-- ENTRIES SUPPLIED start --

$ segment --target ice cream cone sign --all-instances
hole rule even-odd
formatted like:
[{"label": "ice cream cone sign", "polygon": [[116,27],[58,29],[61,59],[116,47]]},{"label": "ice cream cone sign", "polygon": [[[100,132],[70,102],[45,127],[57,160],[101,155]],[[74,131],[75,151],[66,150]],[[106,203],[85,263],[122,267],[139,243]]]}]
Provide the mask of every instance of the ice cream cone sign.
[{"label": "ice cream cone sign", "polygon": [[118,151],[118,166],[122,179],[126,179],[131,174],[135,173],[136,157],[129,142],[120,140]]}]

-- ENTRIES SUPPLIED end --

» EXERCISE: Output every line of the records above as a Markdown table with the columns "No." and "Line", skipping blank lines.

» RESPONSE BELOW:
| No. | Line |
|---|---|
| 1 | $ segment --target ice cream cone sign --all-instances |
| 2 | hole rule even-odd |
| 3 | formatted like: |
| 4 | [{"label": "ice cream cone sign", "polygon": [[116,27],[58,29],[61,59],[116,47]]},{"label": "ice cream cone sign", "polygon": [[[100,132],[70,102],[45,127],[57,160],[101,155]],[[74,131],[75,151],[66,150]],[[106,203],[85,263],[122,267],[139,243]]]}] |
| 5 | Provide the mask of every instance of the ice cream cone sign. |
| 6 | [{"label": "ice cream cone sign", "polygon": [[118,151],[118,166],[122,179],[126,179],[131,174],[135,173],[136,157],[129,142],[120,140]]}] |